Exercises:
1: State whether each statement below agrees with the thread about disliked foods: (a) GB guessed that the strange fruit was durian; (b) kitchenelf dislikes the taste of uni; (c) Maverick2272 remembered the name of the fruit. Answer yes or no for each, quoting the deciding words of the thread.
2: Continue the thread about disliked foods from the point where it stops.

Selection:
** BEGIN **

Yeah pretty much Barbara


----------



## Maverick2272 (May 4, 2008)

buckytom said:


> i finally saw andrew zimmern spit something out in disgust!
> 
> he was in china and had stinky tofu with 1000 year old eggs. he made a face and spit it out into a napkin. i've never seen that before! he eats, and incredibly, enjoys everything.
> 
> ...



There was also an episode where he tried a very strange fruit that he said upfront he could never eat in the past. He wasn't able to eat it that time either, LOL.
I can't remember the fruit, but it was whiteish and they said it had a bad smell and weird texture to it.


----------



## GB (May 4, 2008)

I am guessing that was durian Mav.


----------



## Maverick2272 (May 4, 2008)

Bingo! That was it, thanks!


----------



## GB (May 4, 2008)

My pleasure.


----------



## kitchenelf (May 4, 2008)

That sand sack I bit into when served soft-shell crab one time was pretty darn nasty!!!  BUT, a "real" food I do not like................mmmmmmmmmmmm........... thinking................  all I can think of is uni - love the taste but can't get past the texture


----------



## Katie H (May 4, 2008)

?????  What is "uni?"  Never heard  of  it.


----------



## kitchenelf (May 4, 2008)

Sea urchin - it's yellow and has the texture of..........um.............well.........let's say you have a cold...


----------



## Maverick2272 (May 4, 2008)

Ewwwwwwwwwwwwwwwwwwwwwwwwwwwwwwwww!!!!!!!!!!


----------



## kitchenelf (May 4, 2008)

Maverick2272 said:


> Ewwwwwwwwwwwwwwwwwwwwwwwwwwwwwwwww!!!!!!!!!!



A truer statement has never been made!   And my friend (hi jkath) taught me the great saying of all - ICK!


----------



## middie (May 4, 2008)

Texture of phlem. MMM buddy


----------



## Saphellae (May 4, 2008)

** END **

Dataset excerpts:
** BEGIN **

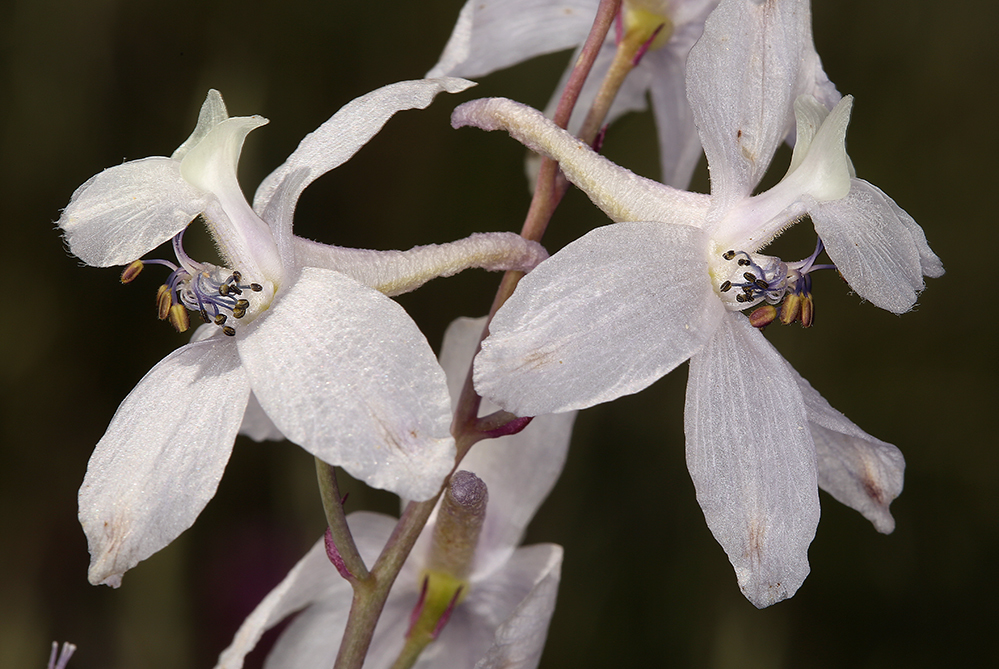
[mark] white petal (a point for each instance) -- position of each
(520, 639)
(519, 470)
(343, 372)
(858, 470)
(314, 638)
(752, 461)
(397, 272)
(621, 194)
(212, 113)
(743, 76)
(494, 34)
(162, 457)
(126, 211)
(679, 143)
(873, 248)
(257, 425)
(604, 317)
(339, 138)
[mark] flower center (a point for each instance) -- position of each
(744, 280)
(218, 294)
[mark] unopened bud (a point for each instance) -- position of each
(459, 523)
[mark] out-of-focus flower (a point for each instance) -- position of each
(491, 35)
(624, 305)
(300, 327)
(500, 616)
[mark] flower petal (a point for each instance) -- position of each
(162, 457)
(344, 372)
(743, 76)
(339, 138)
(519, 470)
(313, 639)
(491, 34)
(873, 247)
(858, 470)
(126, 211)
(752, 460)
(604, 317)
(621, 194)
(520, 639)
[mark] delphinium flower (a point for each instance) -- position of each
(466, 589)
(622, 306)
(301, 328)
(646, 56)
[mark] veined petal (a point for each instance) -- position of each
(162, 457)
(743, 76)
(398, 272)
(314, 638)
(752, 461)
(493, 34)
(339, 138)
(126, 211)
(873, 247)
(621, 194)
(212, 113)
(344, 372)
(519, 470)
(244, 240)
(519, 640)
(858, 470)
(604, 317)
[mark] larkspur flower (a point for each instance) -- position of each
(299, 328)
(491, 35)
(625, 304)
(499, 619)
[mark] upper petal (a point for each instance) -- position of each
(604, 317)
(743, 76)
(752, 461)
(162, 456)
(493, 34)
(344, 372)
(126, 211)
(336, 140)
(519, 470)
(873, 247)
(858, 470)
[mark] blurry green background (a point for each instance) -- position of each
(86, 85)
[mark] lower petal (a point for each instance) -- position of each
(752, 460)
(162, 457)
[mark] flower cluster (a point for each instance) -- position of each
(302, 341)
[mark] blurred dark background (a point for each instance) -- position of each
(85, 85)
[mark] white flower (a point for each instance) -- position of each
(502, 618)
(624, 305)
(335, 364)
(492, 34)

** END **

Expected outputs:
1:
(a) Yes: "I am guessing that was durian Mav."
(b) No: "love the taste but can't get past the texture"
(c) No: "I can't remember the fruit"

2:
Urchin has the consistency of nose nachos?

Nasty. 

Oh, and ew about the century egg.  Looks like a decomposed eyeball.


----------



## Maverick2272 (May 4, 2008)

Good lord, move those to the diet thread, it will help us all loose weight!


----------



## ChefJune (May 4, 2008)

Maverick2272 said:


> There was also an episode where he tried a very strange fruit that he said upfront he could never eat in the past. He wasn't able to eat it that time either, LOL.
> I can't remember the fruit, but it was whiteish and they said it had a bad smell and weird texture to it.



That would be Durian....


----------



## expatgirl (May 5, 2008)

all time vomit food????? it would have to be liver..........hands down.......I think that I would have closed my eyes and tried the sea urchin that's how much my siblings and I loathed liver..........I feel kinda of bad 'cause I dumped what I had left onto my sister's plate and she was forced to gag it down....to this day I have never forced a child to eat something that they hate......I may not allow them to eat candy or a piece of cake instead but that's about as far as the food cop goes.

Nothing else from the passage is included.